◆ **Task details**:
Format the lines below as a numbered list, leaving out any blank lines. Begin at the line that contains "You are to finish" and stop after the line that contains "box: [287, 17, 306, 305]".

◆ **Supplied entries**:
———
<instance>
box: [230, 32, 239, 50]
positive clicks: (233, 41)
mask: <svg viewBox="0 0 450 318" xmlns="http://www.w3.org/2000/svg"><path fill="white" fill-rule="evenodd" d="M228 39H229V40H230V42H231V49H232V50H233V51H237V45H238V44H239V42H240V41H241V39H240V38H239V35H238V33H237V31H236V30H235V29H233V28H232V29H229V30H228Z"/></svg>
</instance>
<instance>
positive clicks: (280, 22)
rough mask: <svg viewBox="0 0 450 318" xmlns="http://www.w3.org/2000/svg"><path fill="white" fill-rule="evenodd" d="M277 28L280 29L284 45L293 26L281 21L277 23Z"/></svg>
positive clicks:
———
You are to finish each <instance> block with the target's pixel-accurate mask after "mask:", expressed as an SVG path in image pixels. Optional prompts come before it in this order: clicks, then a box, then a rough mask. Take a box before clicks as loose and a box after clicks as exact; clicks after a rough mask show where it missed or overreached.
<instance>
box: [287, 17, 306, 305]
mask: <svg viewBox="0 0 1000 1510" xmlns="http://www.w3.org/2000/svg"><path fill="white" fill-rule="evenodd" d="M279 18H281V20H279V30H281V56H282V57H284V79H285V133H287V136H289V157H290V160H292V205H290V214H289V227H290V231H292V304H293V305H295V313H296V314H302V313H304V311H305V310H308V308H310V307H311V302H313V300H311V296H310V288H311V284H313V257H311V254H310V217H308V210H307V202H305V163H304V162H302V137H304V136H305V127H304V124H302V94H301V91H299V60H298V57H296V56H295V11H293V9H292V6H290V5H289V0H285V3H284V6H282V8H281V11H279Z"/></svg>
———
◆ **Solution**:
1. You are to finish each <instance> block with the target's pixel-accurate mask after "mask:", expressed as an SVG path in image pixels. Optional prompts come before it in this order: clicks, then a box, then a rough mask. Take a box before clicks as loose and a box after clicks as exact; clicks after a rough mask show where it missed or overreached.
2. <instance>
3. box: [287, 17, 306, 305]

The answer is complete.